RECORDS PROVIDED:
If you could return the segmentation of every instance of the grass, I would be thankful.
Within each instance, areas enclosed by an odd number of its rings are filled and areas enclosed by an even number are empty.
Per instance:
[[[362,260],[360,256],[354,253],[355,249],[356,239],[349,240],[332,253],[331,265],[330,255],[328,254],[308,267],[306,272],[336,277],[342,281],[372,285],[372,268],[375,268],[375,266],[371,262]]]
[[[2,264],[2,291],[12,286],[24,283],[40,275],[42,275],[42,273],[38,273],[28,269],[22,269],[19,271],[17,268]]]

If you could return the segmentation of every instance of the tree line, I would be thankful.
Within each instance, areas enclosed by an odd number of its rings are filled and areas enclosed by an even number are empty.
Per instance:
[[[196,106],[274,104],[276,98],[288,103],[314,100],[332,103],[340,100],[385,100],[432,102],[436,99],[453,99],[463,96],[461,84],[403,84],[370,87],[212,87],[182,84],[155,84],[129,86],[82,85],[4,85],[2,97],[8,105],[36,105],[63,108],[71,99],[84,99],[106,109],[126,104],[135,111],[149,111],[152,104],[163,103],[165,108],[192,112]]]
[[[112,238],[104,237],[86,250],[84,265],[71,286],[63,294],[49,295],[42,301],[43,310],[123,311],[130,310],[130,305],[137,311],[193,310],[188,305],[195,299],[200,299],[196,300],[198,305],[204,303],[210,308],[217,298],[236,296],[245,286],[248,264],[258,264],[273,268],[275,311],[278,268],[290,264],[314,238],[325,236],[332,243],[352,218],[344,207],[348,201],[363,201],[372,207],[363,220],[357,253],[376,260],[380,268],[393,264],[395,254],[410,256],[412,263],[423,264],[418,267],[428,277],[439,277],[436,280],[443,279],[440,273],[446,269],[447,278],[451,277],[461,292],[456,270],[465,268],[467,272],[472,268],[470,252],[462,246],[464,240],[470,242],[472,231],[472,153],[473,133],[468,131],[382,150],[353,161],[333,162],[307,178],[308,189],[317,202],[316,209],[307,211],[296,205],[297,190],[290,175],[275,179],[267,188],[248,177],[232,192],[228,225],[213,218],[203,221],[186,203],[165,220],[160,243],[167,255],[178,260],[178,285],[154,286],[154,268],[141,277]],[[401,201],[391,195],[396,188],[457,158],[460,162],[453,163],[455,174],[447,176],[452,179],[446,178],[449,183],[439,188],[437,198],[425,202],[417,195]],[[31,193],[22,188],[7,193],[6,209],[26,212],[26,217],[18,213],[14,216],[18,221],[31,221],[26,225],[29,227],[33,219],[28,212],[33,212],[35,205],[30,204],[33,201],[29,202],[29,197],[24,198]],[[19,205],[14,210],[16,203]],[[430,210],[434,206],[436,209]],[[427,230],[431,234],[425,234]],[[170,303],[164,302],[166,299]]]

PROMPT: Output all records verbatim.

TASK RESPONSE:
If you could return the segmentation of every instance of the grass, I would be thankful.
Within each instance, areas enclosed by an odd number of its rings are filled and areas enclosed by an even number are empty.
Per instance:
[[[362,260],[360,256],[354,253],[355,249],[356,239],[349,240],[332,253],[331,265],[330,255],[328,254],[308,267],[306,272],[336,277],[342,281],[372,285],[372,268],[375,268],[375,266],[371,262]]]
[[[2,264],[2,291],[12,286],[24,283],[40,275],[42,275],[42,273],[38,273],[28,269],[22,269],[19,271],[17,268]]]

If you could return the segmentation of every instance of the tree line, I would be thankful.
Within each instance, areas enclosed by an odd number of its rings are filled and areas enclosed by an even number are empty.
Per instance:
[[[196,106],[274,104],[276,98],[288,103],[314,100],[332,103],[340,100],[385,100],[432,102],[436,99],[453,99],[463,96],[461,84],[403,84],[370,87],[212,87],[182,84],[155,84],[129,86],[82,85],[4,85],[2,97],[8,105],[36,105],[63,108],[71,99],[84,99],[106,109],[126,104],[135,111],[149,111],[152,104],[163,103],[165,108],[192,112]]]
[[[112,238],[104,237],[86,250],[84,265],[71,286],[63,294],[49,295],[42,301],[43,310],[123,311],[130,310],[130,305],[137,311],[193,310],[188,305],[195,299],[200,299],[196,300],[198,305],[204,303],[210,308],[217,298],[236,296],[245,286],[248,264],[258,264],[273,268],[275,311],[278,268],[290,264],[314,238],[325,236],[332,243],[352,218],[344,207],[348,201],[363,201],[372,207],[363,220],[357,253],[376,260],[380,268],[393,264],[395,254],[410,256],[412,263],[423,264],[418,267],[428,277],[439,277],[436,280],[443,279],[440,273],[446,269],[447,278],[451,277],[461,292],[456,270],[465,268],[467,272],[472,268],[470,252],[462,246],[464,240],[470,242],[472,231],[472,153],[473,133],[468,131],[382,150],[353,161],[333,162],[307,178],[308,189],[317,202],[316,209],[307,211],[296,205],[297,190],[290,175],[275,179],[267,188],[248,177],[232,192],[228,225],[213,218],[203,221],[186,203],[165,220],[160,243],[167,255],[178,260],[178,285],[154,286],[154,268],[141,277]],[[401,201],[391,195],[396,188],[457,158],[460,162],[453,163],[455,174],[447,176],[452,179],[446,178],[449,183],[439,188],[437,198],[425,202],[417,195]],[[31,193],[22,188],[7,193],[6,209],[26,212],[26,217],[18,213],[14,216],[18,221],[31,221],[26,225],[29,227],[33,219],[28,212],[33,212],[35,205],[30,204],[33,201],[29,202],[29,197],[24,198]],[[19,205],[14,210],[16,203]],[[430,210],[434,206],[436,209]],[[427,230],[431,234],[425,234]],[[170,303],[164,302],[166,299]]]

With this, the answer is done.